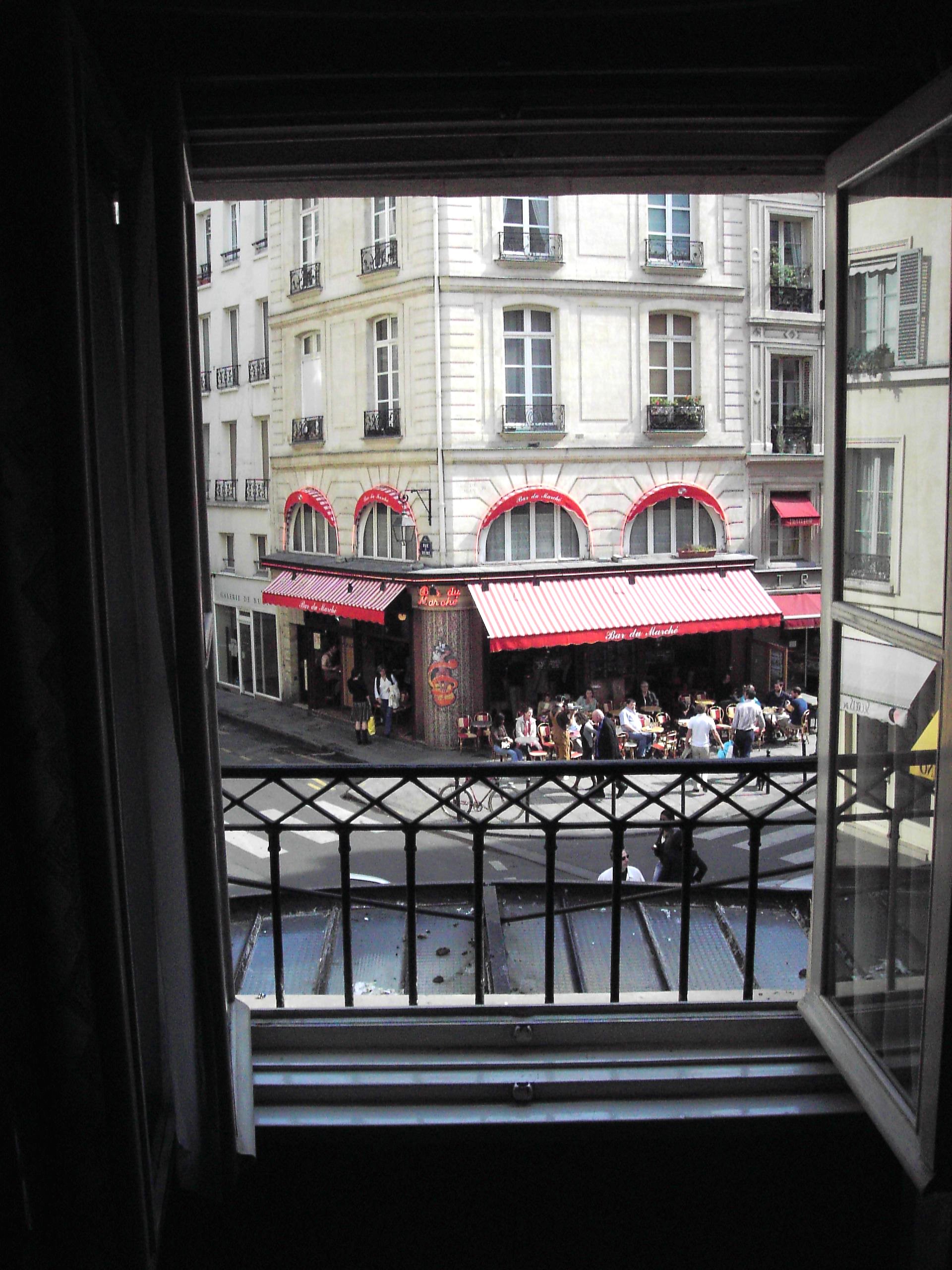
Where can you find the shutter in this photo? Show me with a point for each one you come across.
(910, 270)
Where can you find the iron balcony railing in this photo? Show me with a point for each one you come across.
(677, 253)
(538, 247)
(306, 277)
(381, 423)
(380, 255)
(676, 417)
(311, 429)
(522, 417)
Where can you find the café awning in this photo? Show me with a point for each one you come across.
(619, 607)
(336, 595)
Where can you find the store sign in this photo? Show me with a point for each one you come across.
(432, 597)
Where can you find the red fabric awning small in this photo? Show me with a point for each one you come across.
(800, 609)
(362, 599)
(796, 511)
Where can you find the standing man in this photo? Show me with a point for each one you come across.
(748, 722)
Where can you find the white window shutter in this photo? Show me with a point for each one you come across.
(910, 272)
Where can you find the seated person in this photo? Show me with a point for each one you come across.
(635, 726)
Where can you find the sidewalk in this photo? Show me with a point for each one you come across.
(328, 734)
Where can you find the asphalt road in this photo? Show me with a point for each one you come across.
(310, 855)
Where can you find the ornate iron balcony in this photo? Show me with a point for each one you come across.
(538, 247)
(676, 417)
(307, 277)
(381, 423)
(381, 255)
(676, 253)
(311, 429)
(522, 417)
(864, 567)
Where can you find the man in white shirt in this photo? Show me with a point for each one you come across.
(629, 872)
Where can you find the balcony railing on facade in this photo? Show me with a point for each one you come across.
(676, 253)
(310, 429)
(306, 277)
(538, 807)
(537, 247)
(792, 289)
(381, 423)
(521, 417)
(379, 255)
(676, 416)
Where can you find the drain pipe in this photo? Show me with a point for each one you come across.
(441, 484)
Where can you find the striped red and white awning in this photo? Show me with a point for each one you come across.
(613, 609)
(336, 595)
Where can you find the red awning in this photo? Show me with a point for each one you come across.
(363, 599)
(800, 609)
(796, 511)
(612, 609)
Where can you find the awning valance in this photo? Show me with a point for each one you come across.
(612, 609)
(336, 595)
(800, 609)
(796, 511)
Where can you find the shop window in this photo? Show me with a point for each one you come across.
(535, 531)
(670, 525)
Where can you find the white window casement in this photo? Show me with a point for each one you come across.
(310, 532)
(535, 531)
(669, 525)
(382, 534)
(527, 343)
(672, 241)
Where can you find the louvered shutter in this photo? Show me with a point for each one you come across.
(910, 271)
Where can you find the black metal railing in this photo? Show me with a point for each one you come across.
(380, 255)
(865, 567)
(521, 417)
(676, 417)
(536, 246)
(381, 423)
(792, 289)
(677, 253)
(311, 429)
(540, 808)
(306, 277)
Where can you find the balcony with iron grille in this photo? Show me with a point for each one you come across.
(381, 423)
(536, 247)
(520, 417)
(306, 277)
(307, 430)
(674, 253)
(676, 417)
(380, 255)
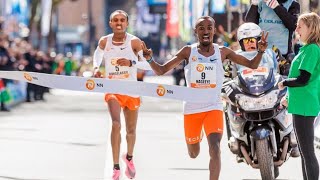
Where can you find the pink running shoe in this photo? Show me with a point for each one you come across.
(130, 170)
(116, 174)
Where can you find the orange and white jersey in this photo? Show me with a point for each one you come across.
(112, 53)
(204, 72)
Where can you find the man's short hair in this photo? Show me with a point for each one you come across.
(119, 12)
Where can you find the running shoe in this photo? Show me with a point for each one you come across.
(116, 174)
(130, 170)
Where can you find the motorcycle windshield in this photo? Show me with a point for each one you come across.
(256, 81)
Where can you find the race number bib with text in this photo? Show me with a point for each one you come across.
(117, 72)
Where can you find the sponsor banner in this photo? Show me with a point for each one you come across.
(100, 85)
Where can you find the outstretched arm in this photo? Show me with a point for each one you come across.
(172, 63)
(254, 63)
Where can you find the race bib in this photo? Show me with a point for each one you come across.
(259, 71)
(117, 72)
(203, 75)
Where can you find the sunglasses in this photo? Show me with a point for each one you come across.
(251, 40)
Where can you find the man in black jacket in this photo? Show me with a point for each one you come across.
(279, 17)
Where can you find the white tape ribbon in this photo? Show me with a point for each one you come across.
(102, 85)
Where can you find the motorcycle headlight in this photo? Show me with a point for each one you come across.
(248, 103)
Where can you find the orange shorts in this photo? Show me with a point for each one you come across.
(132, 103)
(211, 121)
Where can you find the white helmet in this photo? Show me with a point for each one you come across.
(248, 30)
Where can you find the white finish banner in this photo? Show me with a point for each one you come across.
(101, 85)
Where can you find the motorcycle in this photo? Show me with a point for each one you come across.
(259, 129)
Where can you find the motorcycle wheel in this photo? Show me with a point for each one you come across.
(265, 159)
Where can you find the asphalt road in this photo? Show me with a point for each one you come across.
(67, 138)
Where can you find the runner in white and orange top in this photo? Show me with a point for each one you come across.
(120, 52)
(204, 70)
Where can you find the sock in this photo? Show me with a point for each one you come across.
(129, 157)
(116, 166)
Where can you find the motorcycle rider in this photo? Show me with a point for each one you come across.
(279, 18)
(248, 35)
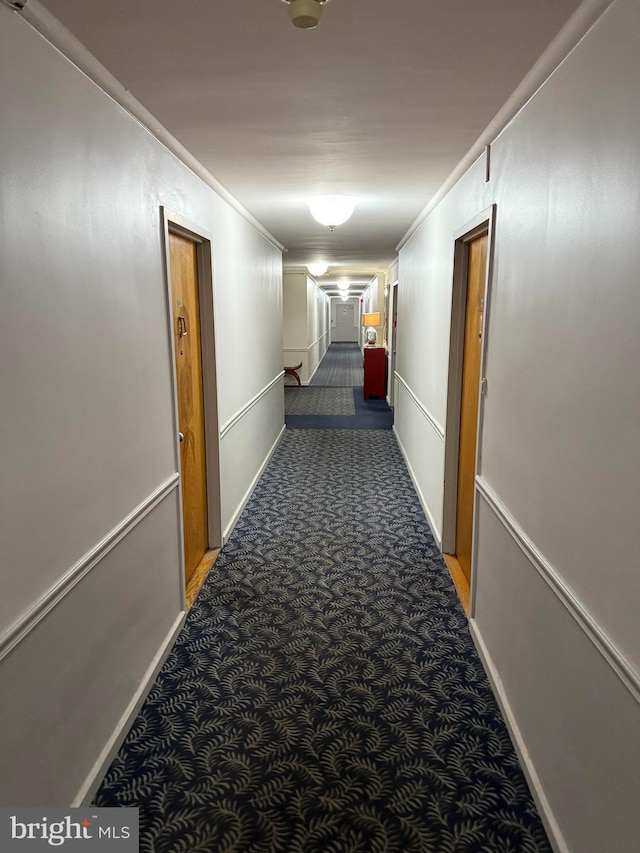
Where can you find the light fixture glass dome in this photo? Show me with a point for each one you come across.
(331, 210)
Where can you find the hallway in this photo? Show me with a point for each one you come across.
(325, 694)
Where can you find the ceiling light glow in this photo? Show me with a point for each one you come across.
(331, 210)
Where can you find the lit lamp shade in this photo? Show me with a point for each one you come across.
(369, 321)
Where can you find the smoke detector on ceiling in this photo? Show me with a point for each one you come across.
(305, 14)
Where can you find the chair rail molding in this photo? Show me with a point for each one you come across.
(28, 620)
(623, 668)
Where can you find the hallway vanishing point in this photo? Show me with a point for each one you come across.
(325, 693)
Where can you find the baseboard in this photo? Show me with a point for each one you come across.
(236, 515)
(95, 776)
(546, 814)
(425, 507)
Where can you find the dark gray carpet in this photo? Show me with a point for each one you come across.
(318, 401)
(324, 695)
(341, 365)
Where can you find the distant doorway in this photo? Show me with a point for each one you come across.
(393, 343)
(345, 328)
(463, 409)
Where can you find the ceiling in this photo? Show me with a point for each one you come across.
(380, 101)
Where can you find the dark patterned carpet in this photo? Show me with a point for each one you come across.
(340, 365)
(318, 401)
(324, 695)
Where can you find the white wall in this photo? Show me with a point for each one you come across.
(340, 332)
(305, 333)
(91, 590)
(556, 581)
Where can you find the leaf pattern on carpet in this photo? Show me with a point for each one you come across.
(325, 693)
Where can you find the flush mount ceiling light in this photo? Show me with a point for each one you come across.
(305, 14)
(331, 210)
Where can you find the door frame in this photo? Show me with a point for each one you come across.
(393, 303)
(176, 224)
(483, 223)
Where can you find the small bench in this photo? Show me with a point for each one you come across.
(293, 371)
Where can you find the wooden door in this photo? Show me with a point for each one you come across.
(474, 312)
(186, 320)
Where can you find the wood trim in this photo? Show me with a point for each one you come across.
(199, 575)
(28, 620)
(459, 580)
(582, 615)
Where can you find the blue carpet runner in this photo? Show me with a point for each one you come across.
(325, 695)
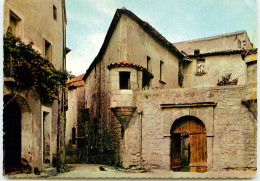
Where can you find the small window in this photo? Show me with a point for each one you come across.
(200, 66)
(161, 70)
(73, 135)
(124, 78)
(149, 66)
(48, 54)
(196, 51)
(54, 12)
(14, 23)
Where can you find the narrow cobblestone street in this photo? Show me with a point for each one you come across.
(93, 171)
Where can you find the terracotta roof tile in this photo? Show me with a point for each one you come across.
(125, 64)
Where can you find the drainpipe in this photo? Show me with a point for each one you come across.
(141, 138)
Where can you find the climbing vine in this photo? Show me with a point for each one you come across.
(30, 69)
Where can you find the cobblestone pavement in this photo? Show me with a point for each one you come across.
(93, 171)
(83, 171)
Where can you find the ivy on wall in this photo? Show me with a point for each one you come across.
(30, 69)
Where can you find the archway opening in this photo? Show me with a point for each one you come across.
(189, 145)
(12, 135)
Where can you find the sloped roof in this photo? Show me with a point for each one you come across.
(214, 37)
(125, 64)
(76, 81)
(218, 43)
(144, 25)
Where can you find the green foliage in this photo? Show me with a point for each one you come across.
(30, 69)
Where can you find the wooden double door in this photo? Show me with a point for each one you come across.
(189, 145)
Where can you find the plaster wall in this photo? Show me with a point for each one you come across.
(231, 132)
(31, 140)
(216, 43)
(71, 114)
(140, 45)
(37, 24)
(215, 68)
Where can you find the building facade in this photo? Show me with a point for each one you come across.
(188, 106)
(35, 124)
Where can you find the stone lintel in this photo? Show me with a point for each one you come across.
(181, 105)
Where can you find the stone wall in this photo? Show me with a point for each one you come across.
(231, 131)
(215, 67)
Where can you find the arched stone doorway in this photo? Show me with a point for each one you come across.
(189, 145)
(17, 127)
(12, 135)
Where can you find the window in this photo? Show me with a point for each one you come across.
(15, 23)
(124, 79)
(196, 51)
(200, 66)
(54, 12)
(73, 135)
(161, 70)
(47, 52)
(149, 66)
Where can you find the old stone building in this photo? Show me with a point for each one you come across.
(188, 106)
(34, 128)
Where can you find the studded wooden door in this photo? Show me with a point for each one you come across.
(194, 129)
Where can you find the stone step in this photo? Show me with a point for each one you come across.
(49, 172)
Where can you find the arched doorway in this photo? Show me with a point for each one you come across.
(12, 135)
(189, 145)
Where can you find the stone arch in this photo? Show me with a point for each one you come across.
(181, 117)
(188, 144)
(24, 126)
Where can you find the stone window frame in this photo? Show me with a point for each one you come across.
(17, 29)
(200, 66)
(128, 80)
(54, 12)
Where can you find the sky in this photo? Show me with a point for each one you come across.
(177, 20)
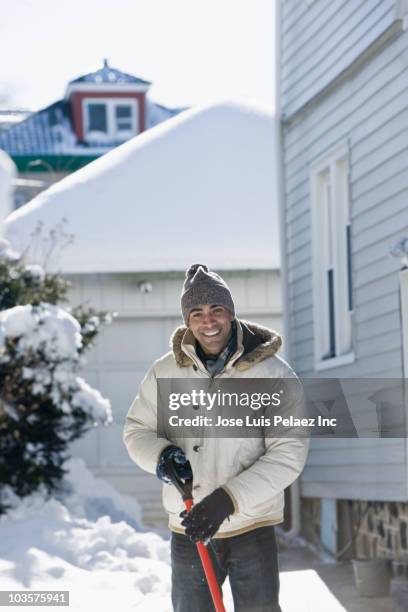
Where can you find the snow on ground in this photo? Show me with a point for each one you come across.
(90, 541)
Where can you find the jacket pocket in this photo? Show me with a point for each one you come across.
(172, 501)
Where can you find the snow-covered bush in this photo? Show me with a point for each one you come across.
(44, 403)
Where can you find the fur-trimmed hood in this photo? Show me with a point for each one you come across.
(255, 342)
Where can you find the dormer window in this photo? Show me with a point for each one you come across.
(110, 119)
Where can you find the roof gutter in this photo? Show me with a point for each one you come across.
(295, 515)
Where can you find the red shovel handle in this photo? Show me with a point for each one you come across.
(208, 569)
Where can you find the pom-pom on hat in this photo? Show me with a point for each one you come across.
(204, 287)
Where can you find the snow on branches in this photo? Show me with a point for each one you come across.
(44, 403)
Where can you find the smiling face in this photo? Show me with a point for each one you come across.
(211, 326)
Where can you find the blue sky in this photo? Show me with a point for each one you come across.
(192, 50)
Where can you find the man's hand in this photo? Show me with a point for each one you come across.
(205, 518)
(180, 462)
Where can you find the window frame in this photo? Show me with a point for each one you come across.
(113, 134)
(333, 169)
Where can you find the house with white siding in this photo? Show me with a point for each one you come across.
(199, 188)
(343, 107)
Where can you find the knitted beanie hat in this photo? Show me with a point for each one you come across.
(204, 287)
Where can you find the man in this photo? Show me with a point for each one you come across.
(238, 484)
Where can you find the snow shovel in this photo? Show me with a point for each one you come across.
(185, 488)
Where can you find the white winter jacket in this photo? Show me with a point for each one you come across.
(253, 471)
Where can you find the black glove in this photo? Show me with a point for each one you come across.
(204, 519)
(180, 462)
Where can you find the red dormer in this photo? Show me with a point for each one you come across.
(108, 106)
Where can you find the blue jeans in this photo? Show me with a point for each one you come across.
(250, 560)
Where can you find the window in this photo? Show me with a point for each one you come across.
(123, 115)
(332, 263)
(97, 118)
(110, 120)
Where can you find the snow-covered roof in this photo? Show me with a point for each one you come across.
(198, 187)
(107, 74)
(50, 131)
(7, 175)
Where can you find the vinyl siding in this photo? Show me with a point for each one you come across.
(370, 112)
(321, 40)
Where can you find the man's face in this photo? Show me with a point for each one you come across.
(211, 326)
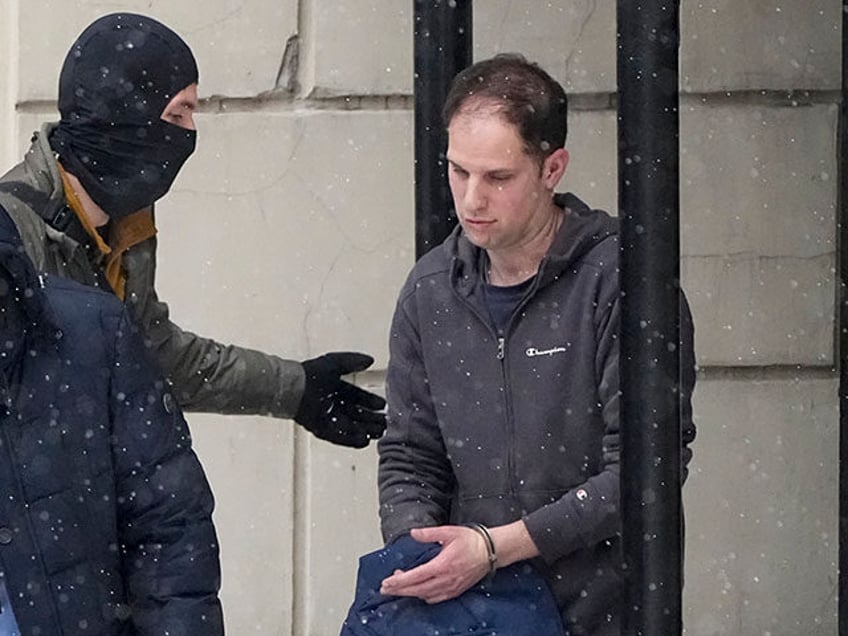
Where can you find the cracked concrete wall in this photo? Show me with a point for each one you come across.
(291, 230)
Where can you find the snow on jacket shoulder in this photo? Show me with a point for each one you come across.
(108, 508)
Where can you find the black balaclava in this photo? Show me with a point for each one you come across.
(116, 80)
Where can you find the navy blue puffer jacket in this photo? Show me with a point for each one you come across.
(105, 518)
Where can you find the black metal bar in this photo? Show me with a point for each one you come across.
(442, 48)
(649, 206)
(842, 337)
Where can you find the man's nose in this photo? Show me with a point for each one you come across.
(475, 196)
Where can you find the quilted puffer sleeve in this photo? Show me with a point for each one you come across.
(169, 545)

Do this: Every line from the one containing "Where can you find the vinyl" through the end of the data above should be copied exactly; nothing else is copied, and pictures are omitted.

Task result:
Where can you find the vinyl siding in this photo? Show me with a point for each one you come across.
(370, 112)
(321, 40)
Where can you find the man's face in this photo? Show me with a point for each one you come across.
(211, 326)
Where can you find the cracked concrete wall in this photo? Show me with a point for each one you come across.
(291, 230)
Where can you find the snow on jacket shoulder in this photo? Show me with a point for each one you come across.
(108, 508)
Where can you find the black balaclava in this photo? Show me with a point for each one you come across.
(116, 80)
Where can you find the navy blue puffer jacket in this photo? Show me with a point for each one you come across.
(105, 518)
Where can you find the black metal bar in this photo? Show me with a point for each one you come across.
(442, 48)
(649, 206)
(842, 337)
Where can you find the man's nose in this photo? Show me with a point for each one you come across.
(475, 196)
Where can you find the quilted puffer sleeve in this photo? Show me with a point for each one you come across.
(169, 545)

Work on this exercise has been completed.